YOUR TASK
Pull out each line of the entries below that contains the word "cutout".

INFORMATION SHOWN

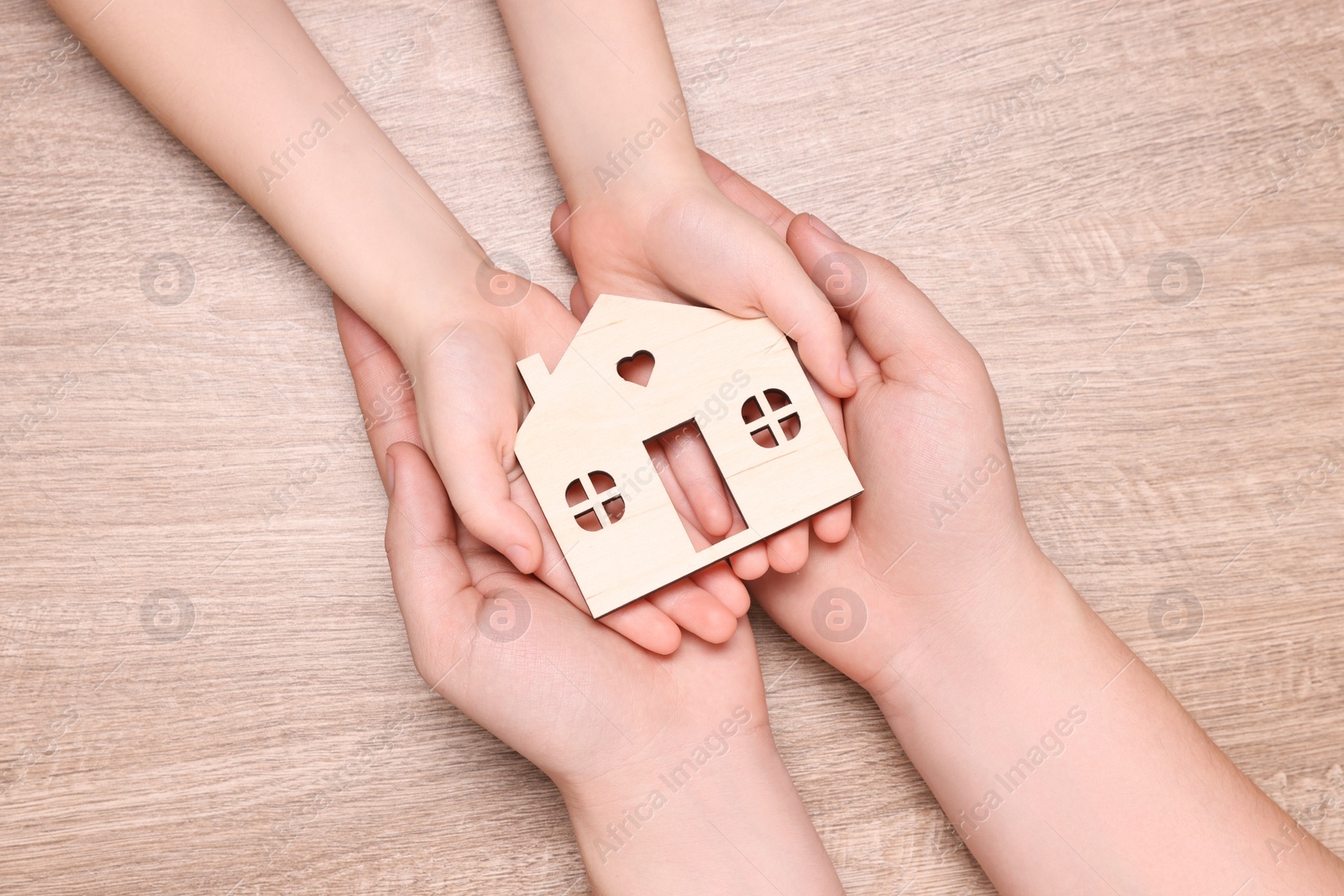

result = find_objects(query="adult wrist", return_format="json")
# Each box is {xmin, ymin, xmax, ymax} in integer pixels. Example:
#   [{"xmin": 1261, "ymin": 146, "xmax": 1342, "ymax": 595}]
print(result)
[
  {"xmin": 556, "ymin": 705, "xmax": 840, "ymax": 894},
  {"xmin": 865, "ymin": 544, "xmax": 1087, "ymax": 733},
  {"xmin": 563, "ymin": 126, "xmax": 712, "ymax": 211}
]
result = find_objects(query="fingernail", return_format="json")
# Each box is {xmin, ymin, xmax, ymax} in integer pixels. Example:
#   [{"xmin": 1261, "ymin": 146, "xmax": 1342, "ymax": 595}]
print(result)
[
  {"xmin": 504, "ymin": 544, "xmax": 533, "ymax": 571},
  {"xmin": 808, "ymin": 215, "xmax": 844, "ymax": 244},
  {"xmin": 836, "ymin": 358, "xmax": 858, "ymax": 390}
]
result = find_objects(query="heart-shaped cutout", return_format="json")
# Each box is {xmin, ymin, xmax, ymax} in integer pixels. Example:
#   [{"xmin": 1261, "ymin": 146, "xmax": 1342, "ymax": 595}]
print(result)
[{"xmin": 616, "ymin": 351, "xmax": 654, "ymax": 385}]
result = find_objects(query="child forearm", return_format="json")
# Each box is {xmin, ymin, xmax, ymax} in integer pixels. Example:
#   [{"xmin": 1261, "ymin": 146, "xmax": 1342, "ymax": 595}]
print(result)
[
  {"xmin": 499, "ymin": 0, "xmax": 703, "ymax": 208},
  {"xmin": 51, "ymin": 0, "xmax": 481, "ymax": 352}
]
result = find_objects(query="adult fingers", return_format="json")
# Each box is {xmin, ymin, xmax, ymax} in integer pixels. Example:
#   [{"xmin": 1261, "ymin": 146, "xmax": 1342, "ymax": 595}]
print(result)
[{"xmin": 788, "ymin": 213, "xmax": 979, "ymax": 380}]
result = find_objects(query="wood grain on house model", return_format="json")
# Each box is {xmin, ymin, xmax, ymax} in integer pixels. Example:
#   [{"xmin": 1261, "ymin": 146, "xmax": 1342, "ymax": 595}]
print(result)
[{"xmin": 515, "ymin": 296, "xmax": 863, "ymax": 616}]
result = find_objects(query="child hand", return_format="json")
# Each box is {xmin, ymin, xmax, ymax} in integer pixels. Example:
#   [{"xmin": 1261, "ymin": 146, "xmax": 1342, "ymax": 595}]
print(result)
[
  {"xmin": 551, "ymin": 160, "xmax": 855, "ymax": 579},
  {"xmin": 333, "ymin": 294, "xmax": 748, "ymax": 652},
  {"xmin": 731, "ymin": 205, "xmax": 1048, "ymax": 689}
]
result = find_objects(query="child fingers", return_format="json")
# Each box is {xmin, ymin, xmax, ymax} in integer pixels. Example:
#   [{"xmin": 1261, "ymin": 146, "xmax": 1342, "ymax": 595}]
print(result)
[
  {"xmin": 811, "ymin": 501, "xmax": 851, "ymax": 544},
  {"xmin": 647, "ymin": 579, "xmax": 738, "ymax": 643},
  {"xmin": 601, "ymin": 599, "xmax": 681, "ymax": 656},
  {"xmin": 659, "ymin": 426, "xmax": 732, "ymax": 536},
  {"xmin": 332, "ymin": 296, "xmax": 421, "ymax": 489},
  {"xmin": 764, "ymin": 520, "xmax": 808, "ymax": 572},
  {"xmin": 728, "ymin": 542, "xmax": 770, "ymax": 582},
  {"xmin": 385, "ymin": 442, "xmax": 481, "ymax": 684},
  {"xmin": 690, "ymin": 560, "xmax": 751, "ymax": 616}
]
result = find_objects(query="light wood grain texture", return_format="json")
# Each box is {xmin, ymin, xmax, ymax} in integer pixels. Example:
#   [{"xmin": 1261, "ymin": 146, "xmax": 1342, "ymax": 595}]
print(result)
[
  {"xmin": 513, "ymin": 296, "xmax": 863, "ymax": 616},
  {"xmin": 0, "ymin": 0, "xmax": 1344, "ymax": 896}
]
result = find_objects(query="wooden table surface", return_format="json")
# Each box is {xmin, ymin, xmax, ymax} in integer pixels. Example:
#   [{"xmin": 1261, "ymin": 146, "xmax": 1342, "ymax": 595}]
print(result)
[{"xmin": 0, "ymin": 0, "xmax": 1344, "ymax": 896}]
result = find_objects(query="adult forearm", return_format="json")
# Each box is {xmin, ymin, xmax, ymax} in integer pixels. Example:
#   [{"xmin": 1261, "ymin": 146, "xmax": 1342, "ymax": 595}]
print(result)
[
  {"xmin": 499, "ymin": 0, "xmax": 703, "ymax": 208},
  {"xmin": 562, "ymin": 706, "xmax": 842, "ymax": 896},
  {"xmin": 876, "ymin": 562, "xmax": 1344, "ymax": 893},
  {"xmin": 51, "ymin": 0, "xmax": 480, "ymax": 351}
]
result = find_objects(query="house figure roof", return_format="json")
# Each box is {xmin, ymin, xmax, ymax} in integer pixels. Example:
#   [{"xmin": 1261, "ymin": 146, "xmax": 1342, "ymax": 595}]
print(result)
[{"xmin": 515, "ymin": 296, "xmax": 863, "ymax": 616}]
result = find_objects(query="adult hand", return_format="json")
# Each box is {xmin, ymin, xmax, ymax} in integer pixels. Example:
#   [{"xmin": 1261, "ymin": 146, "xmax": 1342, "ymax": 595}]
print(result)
[
  {"xmin": 336, "ymin": 300, "xmax": 840, "ymax": 893},
  {"xmin": 551, "ymin": 163, "xmax": 853, "ymax": 579}
]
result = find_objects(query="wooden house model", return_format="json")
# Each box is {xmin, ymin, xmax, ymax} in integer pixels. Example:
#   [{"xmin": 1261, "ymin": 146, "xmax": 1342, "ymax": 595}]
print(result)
[{"xmin": 515, "ymin": 296, "xmax": 863, "ymax": 616}]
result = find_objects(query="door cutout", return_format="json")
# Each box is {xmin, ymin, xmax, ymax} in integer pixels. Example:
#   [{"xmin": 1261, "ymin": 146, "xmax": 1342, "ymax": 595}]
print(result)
[{"xmin": 643, "ymin": 419, "xmax": 748, "ymax": 553}]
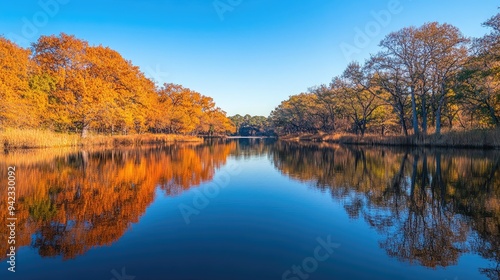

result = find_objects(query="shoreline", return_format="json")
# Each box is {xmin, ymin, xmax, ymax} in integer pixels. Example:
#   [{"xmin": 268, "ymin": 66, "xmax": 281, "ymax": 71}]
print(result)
[
  {"xmin": 0, "ymin": 129, "xmax": 203, "ymax": 151},
  {"xmin": 278, "ymin": 129, "xmax": 500, "ymax": 150}
]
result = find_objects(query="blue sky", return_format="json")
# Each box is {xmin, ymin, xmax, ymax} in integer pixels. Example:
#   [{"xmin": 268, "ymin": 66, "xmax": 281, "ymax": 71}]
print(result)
[{"xmin": 0, "ymin": 0, "xmax": 500, "ymax": 116}]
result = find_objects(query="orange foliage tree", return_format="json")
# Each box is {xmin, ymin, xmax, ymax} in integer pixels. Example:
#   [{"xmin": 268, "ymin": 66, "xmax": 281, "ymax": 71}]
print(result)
[{"xmin": 0, "ymin": 33, "xmax": 234, "ymax": 137}]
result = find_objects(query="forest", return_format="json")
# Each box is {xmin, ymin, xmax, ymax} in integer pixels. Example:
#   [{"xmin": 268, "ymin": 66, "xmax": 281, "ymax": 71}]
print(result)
[
  {"xmin": 269, "ymin": 14, "xmax": 500, "ymax": 136},
  {"xmin": 0, "ymin": 33, "xmax": 235, "ymax": 137},
  {"xmin": 0, "ymin": 14, "xmax": 500, "ymax": 144}
]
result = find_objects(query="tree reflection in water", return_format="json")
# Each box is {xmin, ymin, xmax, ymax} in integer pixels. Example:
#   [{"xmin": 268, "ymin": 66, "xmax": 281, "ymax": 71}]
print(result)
[
  {"xmin": 0, "ymin": 143, "xmax": 236, "ymax": 259},
  {"xmin": 272, "ymin": 142, "xmax": 500, "ymax": 279}
]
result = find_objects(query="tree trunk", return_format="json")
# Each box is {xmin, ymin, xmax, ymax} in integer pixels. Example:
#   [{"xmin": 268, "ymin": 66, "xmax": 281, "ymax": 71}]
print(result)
[
  {"xmin": 422, "ymin": 94, "xmax": 427, "ymax": 135},
  {"xmin": 411, "ymin": 87, "xmax": 420, "ymax": 136},
  {"xmin": 81, "ymin": 124, "xmax": 89, "ymax": 138}
]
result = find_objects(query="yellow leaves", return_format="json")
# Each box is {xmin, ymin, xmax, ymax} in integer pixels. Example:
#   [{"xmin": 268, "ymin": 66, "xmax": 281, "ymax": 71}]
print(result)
[{"xmin": 0, "ymin": 33, "xmax": 232, "ymax": 135}]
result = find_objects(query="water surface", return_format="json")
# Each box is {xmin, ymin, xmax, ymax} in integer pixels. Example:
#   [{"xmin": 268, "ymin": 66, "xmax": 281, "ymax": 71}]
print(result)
[{"xmin": 0, "ymin": 139, "xmax": 500, "ymax": 280}]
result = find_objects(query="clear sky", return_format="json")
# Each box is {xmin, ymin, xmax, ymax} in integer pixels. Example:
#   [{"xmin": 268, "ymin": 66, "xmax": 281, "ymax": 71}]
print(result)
[{"xmin": 0, "ymin": 0, "xmax": 500, "ymax": 116}]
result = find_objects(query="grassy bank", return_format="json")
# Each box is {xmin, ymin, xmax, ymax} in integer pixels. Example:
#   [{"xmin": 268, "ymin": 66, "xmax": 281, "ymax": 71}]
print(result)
[
  {"xmin": 280, "ymin": 129, "xmax": 500, "ymax": 149},
  {"xmin": 0, "ymin": 129, "xmax": 203, "ymax": 149}
]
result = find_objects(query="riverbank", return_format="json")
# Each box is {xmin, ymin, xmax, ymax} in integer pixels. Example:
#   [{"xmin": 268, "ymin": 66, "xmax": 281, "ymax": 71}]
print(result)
[
  {"xmin": 280, "ymin": 129, "xmax": 500, "ymax": 149},
  {"xmin": 0, "ymin": 129, "xmax": 203, "ymax": 150}
]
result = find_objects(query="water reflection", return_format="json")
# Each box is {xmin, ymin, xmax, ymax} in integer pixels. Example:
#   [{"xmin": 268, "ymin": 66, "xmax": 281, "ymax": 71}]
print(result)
[
  {"xmin": 0, "ymin": 143, "xmax": 236, "ymax": 259},
  {"xmin": 272, "ymin": 142, "xmax": 500, "ymax": 279}
]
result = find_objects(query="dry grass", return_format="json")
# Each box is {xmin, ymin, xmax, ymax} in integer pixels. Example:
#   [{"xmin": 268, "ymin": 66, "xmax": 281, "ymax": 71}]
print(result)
[
  {"xmin": 0, "ymin": 129, "xmax": 80, "ymax": 149},
  {"xmin": 281, "ymin": 129, "xmax": 500, "ymax": 149},
  {"xmin": 0, "ymin": 128, "xmax": 203, "ymax": 150}
]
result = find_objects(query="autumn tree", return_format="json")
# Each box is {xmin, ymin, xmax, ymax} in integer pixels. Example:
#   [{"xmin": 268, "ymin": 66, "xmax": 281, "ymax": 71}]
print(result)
[{"xmin": 0, "ymin": 37, "xmax": 47, "ymax": 128}]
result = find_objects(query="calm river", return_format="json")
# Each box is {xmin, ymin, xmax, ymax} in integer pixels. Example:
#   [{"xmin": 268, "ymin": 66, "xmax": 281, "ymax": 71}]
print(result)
[{"xmin": 0, "ymin": 139, "xmax": 500, "ymax": 280}]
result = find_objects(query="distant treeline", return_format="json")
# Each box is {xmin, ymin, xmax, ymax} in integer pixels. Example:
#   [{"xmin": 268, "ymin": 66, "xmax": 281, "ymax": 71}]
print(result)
[
  {"xmin": 229, "ymin": 114, "xmax": 275, "ymax": 136},
  {"xmin": 0, "ymin": 33, "xmax": 235, "ymax": 136},
  {"xmin": 269, "ymin": 14, "xmax": 500, "ymax": 135}
]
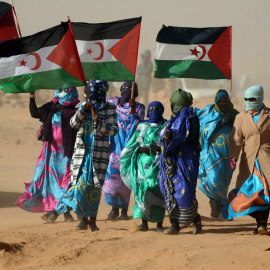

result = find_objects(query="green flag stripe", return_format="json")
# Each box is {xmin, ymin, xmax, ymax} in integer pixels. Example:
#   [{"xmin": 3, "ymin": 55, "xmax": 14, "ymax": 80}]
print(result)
[
  {"xmin": 0, "ymin": 69, "xmax": 84, "ymax": 93},
  {"xmin": 155, "ymin": 59, "xmax": 228, "ymax": 80},
  {"xmin": 82, "ymin": 61, "xmax": 135, "ymax": 82}
]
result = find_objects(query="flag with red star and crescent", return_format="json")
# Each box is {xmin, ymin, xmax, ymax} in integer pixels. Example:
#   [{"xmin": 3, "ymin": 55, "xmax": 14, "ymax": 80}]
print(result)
[
  {"xmin": 0, "ymin": 2, "xmax": 18, "ymax": 41},
  {"xmin": 72, "ymin": 17, "xmax": 141, "ymax": 81},
  {"xmin": 154, "ymin": 25, "xmax": 232, "ymax": 80},
  {"xmin": 0, "ymin": 22, "xmax": 85, "ymax": 93}
]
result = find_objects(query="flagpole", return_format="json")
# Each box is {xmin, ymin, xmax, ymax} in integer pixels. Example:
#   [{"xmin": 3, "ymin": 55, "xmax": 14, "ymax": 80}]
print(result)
[
  {"xmin": 67, "ymin": 16, "xmax": 95, "ymax": 115},
  {"xmin": 10, "ymin": 0, "xmax": 35, "ymax": 98},
  {"xmin": 10, "ymin": 0, "xmax": 22, "ymax": 38},
  {"xmin": 130, "ymin": 18, "xmax": 141, "ymax": 114},
  {"xmin": 130, "ymin": 81, "xmax": 135, "ymax": 114}
]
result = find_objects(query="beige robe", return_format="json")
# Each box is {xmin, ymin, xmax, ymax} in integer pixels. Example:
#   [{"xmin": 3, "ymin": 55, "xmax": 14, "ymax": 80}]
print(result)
[{"xmin": 229, "ymin": 106, "xmax": 270, "ymax": 189}]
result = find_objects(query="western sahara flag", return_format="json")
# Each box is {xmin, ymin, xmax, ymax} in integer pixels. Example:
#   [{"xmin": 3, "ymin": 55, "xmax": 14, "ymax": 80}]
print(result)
[
  {"xmin": 0, "ymin": 22, "xmax": 85, "ymax": 93},
  {"xmin": 72, "ymin": 17, "xmax": 141, "ymax": 81},
  {"xmin": 0, "ymin": 2, "xmax": 18, "ymax": 41},
  {"xmin": 154, "ymin": 26, "xmax": 232, "ymax": 80}
]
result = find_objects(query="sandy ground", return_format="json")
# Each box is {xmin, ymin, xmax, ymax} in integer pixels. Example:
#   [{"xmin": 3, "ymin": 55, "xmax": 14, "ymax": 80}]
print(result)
[{"xmin": 0, "ymin": 92, "xmax": 270, "ymax": 270}]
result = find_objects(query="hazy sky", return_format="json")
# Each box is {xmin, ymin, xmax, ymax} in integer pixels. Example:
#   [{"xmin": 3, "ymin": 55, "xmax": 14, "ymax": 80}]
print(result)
[{"xmin": 2, "ymin": 0, "xmax": 270, "ymax": 96}]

RESULT OF THIS EXERCISE
result = find_objects(query="heart-shaped cutout", return_format="json")
result = find_objects(query="door cutout", return_format="json")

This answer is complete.